Excerpt provided:
Content starts
In the early 19th century, such arguments led to the development of what was called natural theology, the study of biology as a search to understand "the mind of God." This movement fueled the passion for collecting fossils and other biological specimens that ultimately led to Darwin's theory of the origin of species. Similar reasoning postulating a divine designer is embraced today by many believers in theistic evolution, who consider modern science and the theory of evolution to be fully compatible with the concept of a supernatural designer.

Intelligent design in the late 20th century can be seen as a modern development of natural theology which seeks to change the basis of science and undermine evolution theory. As evolutionary theory has expanded to explain more phenomena, the examples that are held up as evidence of design have changed. But the essential argument remains the same: complex systems imply a designer. Examples offered in the past included the eye (optical system) and the feathered wing; current examples are mostly biochemical: protein functions, blood clotting, and bacterial flagella (see irreducible complexity).

The earliest known version of the particular line of reasoning that would come to be called "intelligent design" began, according to Dr Barbara Forrest, "in the early 1980s with the publication of The Mystery of Life's Origin (MoLO 1984) by creationist chemist Charles B. Thaxton with Walter L. Bradley and Roger L. Olsen. Thaxton worked for Jon A. Buell at the Foundation for Thought and Ethics (FTE) in Texas, a religious organization that published MoLO."[22]

Intelligent design deliberately does not try to identify or name the specific agent of creation — it merely states that one (or more) must exist. Although intelligent design itself does not name the designer, the personal view of many proponents is that the designer is the Christian god.[23][14][24] Whether this was a genuine feature of the concept or just a posture taken to avoid alienating those who would separate religion from the teaching of science has been a matter of great debate between supporters and critics of intelligent design. The Kitzmiller v. Dover Area School District court ruling held the latter to be the case.
Content ends
What this exercise asks:
1. In the passage on intelligent design, what current examples are offered as evidence of design?
2. Say whether each statement agrees with the passage on intelligent design, answering yes or no and quoting the deciding words: (a) Intelligent design names the specific agent of creation. (b) The Mystery of Life's Origin was published by the Foundation for Thought and Ethics. (c) Examples of design offered in the past included the eye and the feathered wing.

Supplied material:
Content starts
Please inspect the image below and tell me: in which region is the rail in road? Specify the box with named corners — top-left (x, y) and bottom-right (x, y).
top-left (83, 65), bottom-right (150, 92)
Content ends
Completed exercise:
1. Protein functions, blood clotting, and bacterial flagella.

2.
(a) No: "Intelligent design deliberately does not try to identify or name the specific agent of creation"
(b) Yes: "the Foundation for Thought and Ethics (FTE) in Texas, a religious organization that published MoLO"
(c) Yes: "Examples offered in the past included the eye (optical system) and the feathered wing"